** Start Input rows **
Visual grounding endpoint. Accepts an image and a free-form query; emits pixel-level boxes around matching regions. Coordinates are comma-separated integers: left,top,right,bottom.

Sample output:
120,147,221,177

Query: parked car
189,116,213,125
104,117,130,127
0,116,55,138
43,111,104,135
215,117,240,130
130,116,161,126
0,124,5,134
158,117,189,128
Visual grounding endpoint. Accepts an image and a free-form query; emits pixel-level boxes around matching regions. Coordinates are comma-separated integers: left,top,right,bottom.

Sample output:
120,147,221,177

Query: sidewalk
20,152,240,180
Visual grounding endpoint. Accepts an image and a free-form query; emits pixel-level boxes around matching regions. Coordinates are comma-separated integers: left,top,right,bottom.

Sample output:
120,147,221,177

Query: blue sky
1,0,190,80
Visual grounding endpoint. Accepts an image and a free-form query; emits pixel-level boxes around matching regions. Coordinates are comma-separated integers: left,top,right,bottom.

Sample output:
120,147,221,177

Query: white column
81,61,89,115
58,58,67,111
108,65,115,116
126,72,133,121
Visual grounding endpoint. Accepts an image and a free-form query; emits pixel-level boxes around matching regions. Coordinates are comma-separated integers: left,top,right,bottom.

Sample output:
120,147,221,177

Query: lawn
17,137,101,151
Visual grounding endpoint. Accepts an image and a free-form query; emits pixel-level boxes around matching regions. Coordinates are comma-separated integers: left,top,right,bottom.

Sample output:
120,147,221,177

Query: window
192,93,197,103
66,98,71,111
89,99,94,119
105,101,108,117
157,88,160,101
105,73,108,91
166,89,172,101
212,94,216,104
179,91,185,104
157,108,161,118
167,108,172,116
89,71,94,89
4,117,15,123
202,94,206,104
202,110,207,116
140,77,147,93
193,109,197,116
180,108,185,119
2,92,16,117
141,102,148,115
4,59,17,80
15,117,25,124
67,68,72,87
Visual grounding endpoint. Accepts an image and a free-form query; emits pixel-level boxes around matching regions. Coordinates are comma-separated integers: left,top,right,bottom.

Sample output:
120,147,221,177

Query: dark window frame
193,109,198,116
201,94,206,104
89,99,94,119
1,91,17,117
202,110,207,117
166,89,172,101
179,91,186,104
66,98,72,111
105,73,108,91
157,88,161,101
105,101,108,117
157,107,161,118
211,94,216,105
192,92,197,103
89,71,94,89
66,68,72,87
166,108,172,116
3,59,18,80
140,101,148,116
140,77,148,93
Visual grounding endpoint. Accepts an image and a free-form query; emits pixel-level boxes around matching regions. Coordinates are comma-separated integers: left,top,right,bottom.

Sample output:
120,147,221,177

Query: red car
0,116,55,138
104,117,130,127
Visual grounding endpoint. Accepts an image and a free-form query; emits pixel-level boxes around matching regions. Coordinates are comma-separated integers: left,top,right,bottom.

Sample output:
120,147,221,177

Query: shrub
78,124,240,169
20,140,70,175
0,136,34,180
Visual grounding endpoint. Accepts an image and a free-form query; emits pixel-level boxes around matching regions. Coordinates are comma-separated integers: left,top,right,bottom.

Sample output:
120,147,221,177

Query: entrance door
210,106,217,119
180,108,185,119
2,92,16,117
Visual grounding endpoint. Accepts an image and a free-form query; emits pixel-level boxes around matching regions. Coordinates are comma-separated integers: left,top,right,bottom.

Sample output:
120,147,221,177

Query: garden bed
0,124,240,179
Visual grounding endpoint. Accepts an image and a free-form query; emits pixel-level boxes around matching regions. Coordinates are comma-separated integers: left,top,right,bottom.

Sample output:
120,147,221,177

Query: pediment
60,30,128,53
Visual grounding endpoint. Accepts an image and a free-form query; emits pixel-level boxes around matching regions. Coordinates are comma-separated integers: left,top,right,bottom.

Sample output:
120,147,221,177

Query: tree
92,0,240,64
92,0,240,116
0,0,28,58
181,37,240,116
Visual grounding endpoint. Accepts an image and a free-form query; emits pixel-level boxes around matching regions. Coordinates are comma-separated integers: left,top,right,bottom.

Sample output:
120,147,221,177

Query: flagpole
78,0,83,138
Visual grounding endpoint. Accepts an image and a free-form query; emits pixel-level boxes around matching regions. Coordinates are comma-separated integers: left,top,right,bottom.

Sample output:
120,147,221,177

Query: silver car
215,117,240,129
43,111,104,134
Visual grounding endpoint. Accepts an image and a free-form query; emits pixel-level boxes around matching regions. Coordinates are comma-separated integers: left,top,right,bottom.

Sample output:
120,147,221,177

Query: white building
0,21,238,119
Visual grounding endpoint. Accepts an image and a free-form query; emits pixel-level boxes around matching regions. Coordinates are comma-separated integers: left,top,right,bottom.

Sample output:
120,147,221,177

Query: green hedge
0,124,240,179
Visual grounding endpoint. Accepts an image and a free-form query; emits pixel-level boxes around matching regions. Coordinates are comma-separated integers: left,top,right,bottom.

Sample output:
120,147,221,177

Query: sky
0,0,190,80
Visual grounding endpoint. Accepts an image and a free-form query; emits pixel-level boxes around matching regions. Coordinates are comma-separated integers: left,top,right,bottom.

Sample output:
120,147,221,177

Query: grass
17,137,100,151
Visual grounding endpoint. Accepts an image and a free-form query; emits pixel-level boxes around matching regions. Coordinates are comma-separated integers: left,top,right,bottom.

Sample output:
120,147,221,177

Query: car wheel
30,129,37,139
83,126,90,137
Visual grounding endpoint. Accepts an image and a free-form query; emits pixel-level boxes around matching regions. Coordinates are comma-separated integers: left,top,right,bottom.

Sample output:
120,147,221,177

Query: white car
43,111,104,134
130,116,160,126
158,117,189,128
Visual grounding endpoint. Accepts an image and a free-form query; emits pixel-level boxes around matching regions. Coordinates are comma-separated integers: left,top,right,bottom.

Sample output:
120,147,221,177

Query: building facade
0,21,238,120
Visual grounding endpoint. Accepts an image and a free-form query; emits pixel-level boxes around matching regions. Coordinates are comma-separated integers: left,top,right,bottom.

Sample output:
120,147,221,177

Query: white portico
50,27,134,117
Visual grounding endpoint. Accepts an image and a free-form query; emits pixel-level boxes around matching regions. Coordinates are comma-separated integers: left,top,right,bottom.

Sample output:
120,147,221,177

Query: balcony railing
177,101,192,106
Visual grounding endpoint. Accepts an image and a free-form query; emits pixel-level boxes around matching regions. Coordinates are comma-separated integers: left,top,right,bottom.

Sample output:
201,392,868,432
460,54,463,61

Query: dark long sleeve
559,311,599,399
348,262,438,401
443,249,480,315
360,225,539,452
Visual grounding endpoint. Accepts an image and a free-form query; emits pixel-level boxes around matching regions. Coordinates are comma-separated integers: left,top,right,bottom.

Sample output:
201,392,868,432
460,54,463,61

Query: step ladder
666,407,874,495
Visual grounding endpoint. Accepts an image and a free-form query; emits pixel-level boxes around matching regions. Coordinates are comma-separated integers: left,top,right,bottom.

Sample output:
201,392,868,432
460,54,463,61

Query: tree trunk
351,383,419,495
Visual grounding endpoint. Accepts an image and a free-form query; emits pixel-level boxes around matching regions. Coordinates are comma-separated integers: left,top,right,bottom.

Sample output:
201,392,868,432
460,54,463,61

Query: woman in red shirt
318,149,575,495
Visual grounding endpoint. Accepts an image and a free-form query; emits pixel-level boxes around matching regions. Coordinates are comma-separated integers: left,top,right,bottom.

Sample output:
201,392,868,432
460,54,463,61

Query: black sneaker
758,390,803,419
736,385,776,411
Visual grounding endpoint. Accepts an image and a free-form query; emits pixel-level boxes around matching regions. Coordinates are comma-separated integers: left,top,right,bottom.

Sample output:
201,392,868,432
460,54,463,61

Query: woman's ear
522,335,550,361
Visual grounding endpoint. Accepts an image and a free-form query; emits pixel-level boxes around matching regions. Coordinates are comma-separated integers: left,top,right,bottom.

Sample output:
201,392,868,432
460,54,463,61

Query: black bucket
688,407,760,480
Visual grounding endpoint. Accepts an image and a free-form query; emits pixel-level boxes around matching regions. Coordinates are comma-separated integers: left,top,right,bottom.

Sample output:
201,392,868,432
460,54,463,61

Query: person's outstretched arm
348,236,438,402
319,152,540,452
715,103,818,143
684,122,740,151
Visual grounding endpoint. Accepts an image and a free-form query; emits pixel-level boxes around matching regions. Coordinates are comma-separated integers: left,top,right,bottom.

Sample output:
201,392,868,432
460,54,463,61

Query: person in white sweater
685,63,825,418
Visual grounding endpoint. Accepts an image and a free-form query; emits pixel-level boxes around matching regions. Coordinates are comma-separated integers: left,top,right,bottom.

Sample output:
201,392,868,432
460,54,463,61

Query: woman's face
** End Input rows **
● **Written task**
Can you recast the listing above as a JSON list of strings, one string per line with blank lines left out? Cover only the lines from the very first one through the line containing "67,68,72,87", with both ends included.

● **Answer to this problem**
[
  "Visual grounding endpoint. Accepts an image and a free-form query; emits pixel-level boxes around matching regions. Coordinates are comma-separated integers: left,top,right,bottom.",
  "Sample output:",
  "120,147,221,177",
  "Query: parked car",
  "189,116,213,125",
  "104,117,130,127",
  "0,116,55,138",
  "43,111,104,135",
  "215,117,240,130",
  "130,116,161,126",
  "0,124,5,134",
  "158,117,189,128",
  "Visual grounding endpoint. Accepts an image and a free-form query; emits pixel-level boxes around matching regions. Coordinates are comma-separated integers: left,top,right,bottom.",
  "Sample output:",
  "120,147,221,177",
  "Query: sidewalk",
  "20,152,240,180",
  "Visual grounding endpoint. Accepts an image and a free-form query; emits pixel-level boxes around matching regions. Coordinates are comma-separated integers: left,top,right,bottom.",
  "Sample output:",
  "120,147,221,177",
  "Query: blue sky",
  "1,0,190,80",
  "Visual grounding endpoint. Accepts an image and a free-form query; emits pixel-level boxes around matching regions. Coordinates are comma-separated integers: left,top,right,bottom.",
  "Sample output:",
  "120,147,221,177",
  "Query: white column",
  "81,61,89,115",
  "58,58,67,111",
  "108,65,115,116",
  "126,72,133,121",
  "Visual grounding endpoint. Accepts an image and a free-form query; emits pixel-level boxes around matching regions. Coordinates are comma-separated integers: left,top,right,bottom.",
  "Sample output:",
  "120,147,221,177",
  "Query: lawn",
  "17,137,101,151",
  "Visual grounding endpoint. Accepts an image and a free-form query; emits pixel-level boxes around matching regions. Coordinates are comma-separated integers: left,top,right,bottom.",
  "Sample output:",
  "120,147,221,177",
  "Query: window",
  "192,93,197,103",
  "66,98,71,111",
  "89,99,94,119",
  "105,101,108,117",
  "157,88,160,101",
  "105,73,108,91",
  "166,89,172,101",
  "212,94,216,104",
  "179,91,185,104",
  "157,108,161,118",
  "167,108,172,116",
  "89,71,94,89",
  "4,117,15,123",
  "202,94,206,104",
  "202,110,207,116",
  "140,77,147,93",
  "193,109,197,116",
  "180,108,185,119",
  "2,92,16,117",
  "141,102,148,115",
  "4,59,17,80",
  "15,117,25,124",
  "67,68,72,87"
]